§ Exercise
Identify every line below that contains the word "large", and copy each of those lines in full.

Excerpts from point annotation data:
• • •

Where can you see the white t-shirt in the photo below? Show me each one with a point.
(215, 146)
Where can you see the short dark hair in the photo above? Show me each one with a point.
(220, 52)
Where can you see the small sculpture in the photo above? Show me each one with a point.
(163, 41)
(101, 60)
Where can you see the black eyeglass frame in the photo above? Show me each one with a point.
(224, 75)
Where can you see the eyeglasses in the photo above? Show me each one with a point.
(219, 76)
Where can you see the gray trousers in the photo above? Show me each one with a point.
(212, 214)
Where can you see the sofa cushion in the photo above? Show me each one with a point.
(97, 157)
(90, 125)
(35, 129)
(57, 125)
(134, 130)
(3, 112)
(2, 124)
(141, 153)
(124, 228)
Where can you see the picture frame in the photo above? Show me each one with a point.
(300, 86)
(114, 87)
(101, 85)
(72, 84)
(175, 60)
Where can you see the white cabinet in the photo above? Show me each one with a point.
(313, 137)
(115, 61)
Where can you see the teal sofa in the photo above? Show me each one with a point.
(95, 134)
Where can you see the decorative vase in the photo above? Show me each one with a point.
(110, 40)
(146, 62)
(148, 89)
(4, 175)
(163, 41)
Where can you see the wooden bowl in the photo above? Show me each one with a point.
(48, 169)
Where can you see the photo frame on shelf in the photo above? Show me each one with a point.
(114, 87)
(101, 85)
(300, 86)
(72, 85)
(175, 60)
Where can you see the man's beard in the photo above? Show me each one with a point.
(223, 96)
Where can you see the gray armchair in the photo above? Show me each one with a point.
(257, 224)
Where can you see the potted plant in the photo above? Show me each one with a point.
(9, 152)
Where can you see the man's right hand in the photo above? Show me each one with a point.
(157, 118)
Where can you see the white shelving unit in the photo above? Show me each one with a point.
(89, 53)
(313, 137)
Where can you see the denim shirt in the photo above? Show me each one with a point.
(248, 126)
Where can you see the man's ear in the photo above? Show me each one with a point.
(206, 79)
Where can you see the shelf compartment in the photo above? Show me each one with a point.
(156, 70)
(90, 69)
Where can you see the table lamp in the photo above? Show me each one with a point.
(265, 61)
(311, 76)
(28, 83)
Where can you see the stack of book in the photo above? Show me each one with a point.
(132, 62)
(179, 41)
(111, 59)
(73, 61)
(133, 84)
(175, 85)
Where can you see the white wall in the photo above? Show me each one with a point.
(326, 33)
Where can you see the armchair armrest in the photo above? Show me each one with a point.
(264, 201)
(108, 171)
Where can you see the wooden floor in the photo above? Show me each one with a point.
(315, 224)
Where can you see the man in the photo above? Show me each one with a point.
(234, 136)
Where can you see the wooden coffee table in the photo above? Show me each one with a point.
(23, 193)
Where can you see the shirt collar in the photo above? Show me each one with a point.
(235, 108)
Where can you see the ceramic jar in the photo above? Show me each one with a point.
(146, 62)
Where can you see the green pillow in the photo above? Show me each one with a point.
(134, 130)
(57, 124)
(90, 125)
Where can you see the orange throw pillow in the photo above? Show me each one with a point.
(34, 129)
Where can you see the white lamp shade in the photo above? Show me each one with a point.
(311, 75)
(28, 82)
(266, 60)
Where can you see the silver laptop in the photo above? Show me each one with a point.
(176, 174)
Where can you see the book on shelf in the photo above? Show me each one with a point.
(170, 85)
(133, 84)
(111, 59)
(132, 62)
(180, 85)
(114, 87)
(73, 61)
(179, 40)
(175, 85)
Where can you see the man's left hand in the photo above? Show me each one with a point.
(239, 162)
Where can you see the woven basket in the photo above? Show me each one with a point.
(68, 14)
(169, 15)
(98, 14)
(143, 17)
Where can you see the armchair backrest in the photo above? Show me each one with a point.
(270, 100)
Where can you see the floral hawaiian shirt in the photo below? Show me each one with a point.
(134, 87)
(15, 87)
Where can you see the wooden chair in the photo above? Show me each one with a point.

• • •

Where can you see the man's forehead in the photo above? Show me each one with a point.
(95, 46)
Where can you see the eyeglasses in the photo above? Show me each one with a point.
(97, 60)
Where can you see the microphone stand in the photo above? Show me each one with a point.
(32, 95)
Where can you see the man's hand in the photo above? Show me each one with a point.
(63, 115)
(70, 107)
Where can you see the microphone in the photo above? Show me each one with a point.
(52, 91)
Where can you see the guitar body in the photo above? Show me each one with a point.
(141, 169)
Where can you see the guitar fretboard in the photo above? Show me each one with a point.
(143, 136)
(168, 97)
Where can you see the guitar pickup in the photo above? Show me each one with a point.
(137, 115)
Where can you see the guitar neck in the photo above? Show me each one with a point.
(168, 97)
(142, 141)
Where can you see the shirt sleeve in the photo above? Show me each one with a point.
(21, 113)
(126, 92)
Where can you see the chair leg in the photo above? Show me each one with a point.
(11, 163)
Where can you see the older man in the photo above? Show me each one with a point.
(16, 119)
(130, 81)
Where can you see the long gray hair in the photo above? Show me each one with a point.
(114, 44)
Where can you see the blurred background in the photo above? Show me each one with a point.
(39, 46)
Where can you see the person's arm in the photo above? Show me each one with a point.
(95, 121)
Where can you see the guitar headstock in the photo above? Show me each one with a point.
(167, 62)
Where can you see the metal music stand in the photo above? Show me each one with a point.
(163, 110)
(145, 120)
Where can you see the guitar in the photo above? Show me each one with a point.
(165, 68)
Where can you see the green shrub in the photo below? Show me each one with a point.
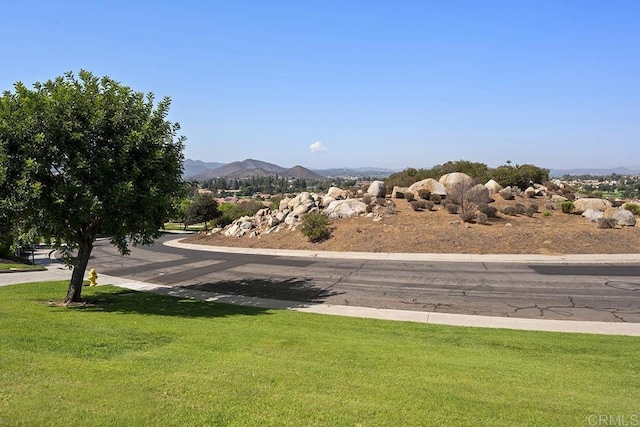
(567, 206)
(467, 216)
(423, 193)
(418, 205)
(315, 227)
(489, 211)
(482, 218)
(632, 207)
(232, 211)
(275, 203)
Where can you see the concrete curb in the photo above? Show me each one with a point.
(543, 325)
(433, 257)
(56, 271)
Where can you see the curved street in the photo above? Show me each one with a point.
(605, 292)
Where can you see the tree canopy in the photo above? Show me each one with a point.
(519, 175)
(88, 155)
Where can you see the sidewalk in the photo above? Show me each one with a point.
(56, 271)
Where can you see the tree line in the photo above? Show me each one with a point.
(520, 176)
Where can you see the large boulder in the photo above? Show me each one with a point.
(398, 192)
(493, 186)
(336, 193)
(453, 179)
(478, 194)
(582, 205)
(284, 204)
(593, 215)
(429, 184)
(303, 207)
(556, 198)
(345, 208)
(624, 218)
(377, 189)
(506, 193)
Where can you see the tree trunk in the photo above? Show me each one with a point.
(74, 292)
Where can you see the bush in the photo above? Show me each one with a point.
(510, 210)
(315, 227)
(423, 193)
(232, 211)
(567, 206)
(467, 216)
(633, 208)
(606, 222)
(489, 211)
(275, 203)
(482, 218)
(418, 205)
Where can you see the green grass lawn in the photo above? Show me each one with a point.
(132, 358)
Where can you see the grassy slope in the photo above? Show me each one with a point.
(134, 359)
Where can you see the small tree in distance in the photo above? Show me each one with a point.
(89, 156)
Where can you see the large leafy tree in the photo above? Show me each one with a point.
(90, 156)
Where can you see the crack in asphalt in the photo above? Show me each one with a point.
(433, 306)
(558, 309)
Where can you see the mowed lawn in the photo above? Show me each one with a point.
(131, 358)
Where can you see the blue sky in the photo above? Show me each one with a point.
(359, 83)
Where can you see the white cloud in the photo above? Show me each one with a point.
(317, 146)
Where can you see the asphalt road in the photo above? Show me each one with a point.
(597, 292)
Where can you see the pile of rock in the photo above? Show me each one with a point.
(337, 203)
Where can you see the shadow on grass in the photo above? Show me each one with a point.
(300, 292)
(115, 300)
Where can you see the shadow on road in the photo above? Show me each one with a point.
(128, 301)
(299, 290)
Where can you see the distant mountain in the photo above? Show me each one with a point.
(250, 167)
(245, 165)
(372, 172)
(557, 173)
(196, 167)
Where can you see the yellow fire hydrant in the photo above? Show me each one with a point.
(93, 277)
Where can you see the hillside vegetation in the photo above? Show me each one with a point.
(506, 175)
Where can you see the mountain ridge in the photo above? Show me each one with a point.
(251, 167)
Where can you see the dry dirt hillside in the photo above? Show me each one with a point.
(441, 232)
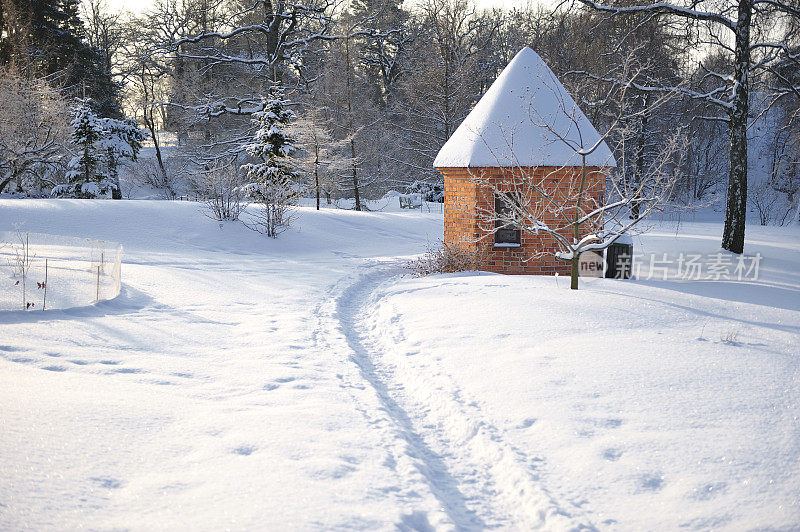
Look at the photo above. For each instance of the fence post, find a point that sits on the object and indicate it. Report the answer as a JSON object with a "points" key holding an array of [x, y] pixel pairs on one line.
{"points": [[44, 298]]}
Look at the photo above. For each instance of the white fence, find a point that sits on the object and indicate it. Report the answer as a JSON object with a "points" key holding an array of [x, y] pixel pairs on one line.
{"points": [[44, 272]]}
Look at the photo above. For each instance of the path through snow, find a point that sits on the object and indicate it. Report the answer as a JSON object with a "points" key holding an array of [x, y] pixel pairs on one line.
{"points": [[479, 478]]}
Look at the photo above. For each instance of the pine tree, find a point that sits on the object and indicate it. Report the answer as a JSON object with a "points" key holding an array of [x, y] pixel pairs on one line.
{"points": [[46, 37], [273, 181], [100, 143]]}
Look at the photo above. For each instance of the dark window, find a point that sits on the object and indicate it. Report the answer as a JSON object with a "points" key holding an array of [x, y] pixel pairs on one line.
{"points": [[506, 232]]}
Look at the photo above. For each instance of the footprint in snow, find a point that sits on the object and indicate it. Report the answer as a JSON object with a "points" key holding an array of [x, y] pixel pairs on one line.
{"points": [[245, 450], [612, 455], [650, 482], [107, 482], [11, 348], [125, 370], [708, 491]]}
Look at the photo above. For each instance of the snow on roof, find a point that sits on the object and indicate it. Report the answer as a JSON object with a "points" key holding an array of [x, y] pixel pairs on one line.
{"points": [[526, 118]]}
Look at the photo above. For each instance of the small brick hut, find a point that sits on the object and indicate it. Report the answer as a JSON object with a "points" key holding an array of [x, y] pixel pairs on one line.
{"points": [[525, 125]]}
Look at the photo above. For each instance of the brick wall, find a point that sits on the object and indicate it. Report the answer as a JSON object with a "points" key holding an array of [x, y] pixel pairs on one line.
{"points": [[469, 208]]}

• • •

§ Answer to this exercise
Where can you see the large boulder in the photo above? Show me each one with a point.
Where can you see the large leafy tree in the photo above? Show me each one with a point.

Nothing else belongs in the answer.